#### SOURCE PASSAGE ####

Reparameterization and Change of Variables

Stan supports a direct encoding of reparameterizations. Stan also supports changes of variables by directly incrementing the log probability accumulator with the log Jacobian of the transform.

Theoretical and practical background

A Bayesian posterior is technically a probability measure, which is a parameterization-invariant, abstract mathematical object.¹

Stan’s modeling language, on the other hand, defines a probability density, which is a non-unique, parameterization-dependent function in $R^{N} \to R^{+}$ . In practice, this means a given model can be represented different ways in Stan, and different representations have different computational performances.

As pointed out by Gelman (2004) in a paper discussing the relation between parameterizations and Bayesian modeling, a change of parameterization often carries with it suggestions of how the model might change, because we tend to use certain natural classes of prior distributions. Thus, it’s not just that we have a fixed distribution that we want to sample from, with reparameterizations being computational aids. In addition, once we reparameterize and add prior information, the model itself typically changes, often in useful ways.

Reparameterizations

Reparameterizations may be implemented directly using the transformed parameters block or just in the model block.

Beta and Dirichlet priors

The beta and Dirichlet distributions may both be reparameterized from a vector of counts to use a mean and total count.

Beta distribution

For example, the Beta distribution is parameterized by two positive count parameters $α, β > 0$ . The following example illustrates a hierarchical Stan model with a vector of parameters theta are drawn i.i.d. for a Beta distribution whose parameters are themselves drawn from a hyperprior distribution.

parameters {
  real<lower=0> alpha;
  real<lower=0> beta;
  // ...
}
model {
  alpha ~ ...
  beta ~ ...
  for (n in 1:N) {
    theta[n] ~ beta(alpha, beta);
  }
  // ...
}

It is often more natural to specify hyperpriors in terms of transformed parameters. In the case of the Beta, the obvious choice for reparameterization is in terms of a mean parameter $ϕ = α / (α + β)$ and total count parameter $λ = α + β .$ Following @[GelmanEtAl:2013, Chapter 5] the mean gets a uniform prior and the count parameter a Pareto prior with $p (λ) \propto λ^{- 2.5}$ .

parameters {
  real<lower=0, upper=1> phi;
  real<lower=0.1> lambda;
  // ...
}
transformed parameters {
  real<lower=0> alpha = lambda * phi;
  real<lower=0> beta = lambda * (1 - phi);
  // ...
}
model {
  phi ~ beta(1, 1); // uniform on phi, could drop
  lambda ~ pareto(0.1, 1.5);
  for (n in 1:N) {
    theta[n] ~ beta(alpha, beta);
  }
  // ...

#### DATA SHOWN ####

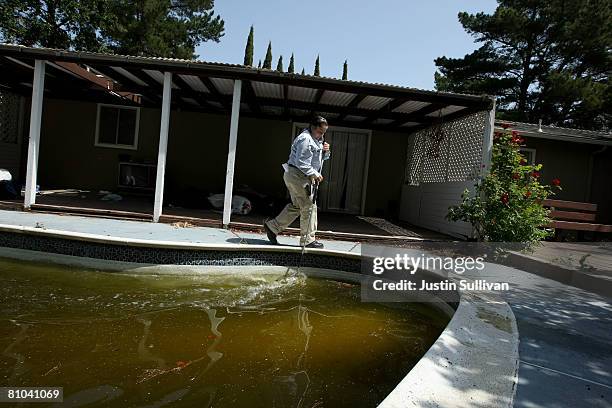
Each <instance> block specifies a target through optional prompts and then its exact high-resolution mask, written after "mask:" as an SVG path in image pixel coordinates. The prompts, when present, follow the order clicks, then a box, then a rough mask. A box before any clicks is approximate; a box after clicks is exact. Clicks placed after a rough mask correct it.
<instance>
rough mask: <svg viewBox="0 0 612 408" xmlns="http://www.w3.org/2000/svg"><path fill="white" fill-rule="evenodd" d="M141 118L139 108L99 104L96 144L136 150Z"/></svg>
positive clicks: (102, 145)
mask: <svg viewBox="0 0 612 408" xmlns="http://www.w3.org/2000/svg"><path fill="white" fill-rule="evenodd" d="M139 119H140V109H139V108H136V107H132V106H116V105H103V104H98V116H97V119H96V146H103V147H115V148H120V149H132V150H136V149H137V148H138V122H139Z"/></svg>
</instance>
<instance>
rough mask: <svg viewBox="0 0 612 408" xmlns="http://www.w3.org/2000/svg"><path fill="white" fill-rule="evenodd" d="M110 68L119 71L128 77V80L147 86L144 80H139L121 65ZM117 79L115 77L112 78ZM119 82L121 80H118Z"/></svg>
mask: <svg viewBox="0 0 612 408" xmlns="http://www.w3.org/2000/svg"><path fill="white" fill-rule="evenodd" d="M111 68H112V69H113V70H115V71H117V72H118V73H120V74H121V75H123V76H124V77H126V78H128V79H129V80H130V81H132V82H134V83H136V84H138V85H140V86H148V85H147V83H146V82H144V81H142V80H140V79H139V78H138V77H137V76H135V75H132V74H131V73H130V72H129V71H127V70H125V69H123V68H121V67H112V66H111ZM114 79H117V78H114ZM119 82H121V81H119Z"/></svg>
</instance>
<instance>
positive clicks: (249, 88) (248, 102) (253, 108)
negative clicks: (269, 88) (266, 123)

####

Could you write out, word for word, the stretch of the Stan reparameterization text above that begins at the words "The beta and" and stops after the words "a hyperprior distribution."?

The beta and Dirichlet distributions may both be reparameterized from a vector of counts to use a mean and total count.

Beta distribution

For example, the Beta distribution is parameterized by two positive count parameters $α, β > 0$ . The following example illustrates a hierarchical Stan model with a vector of parameters theta are drawn i.i.d. for a Beta distribution whose parameters are themselves drawn from a hyperprior distribution.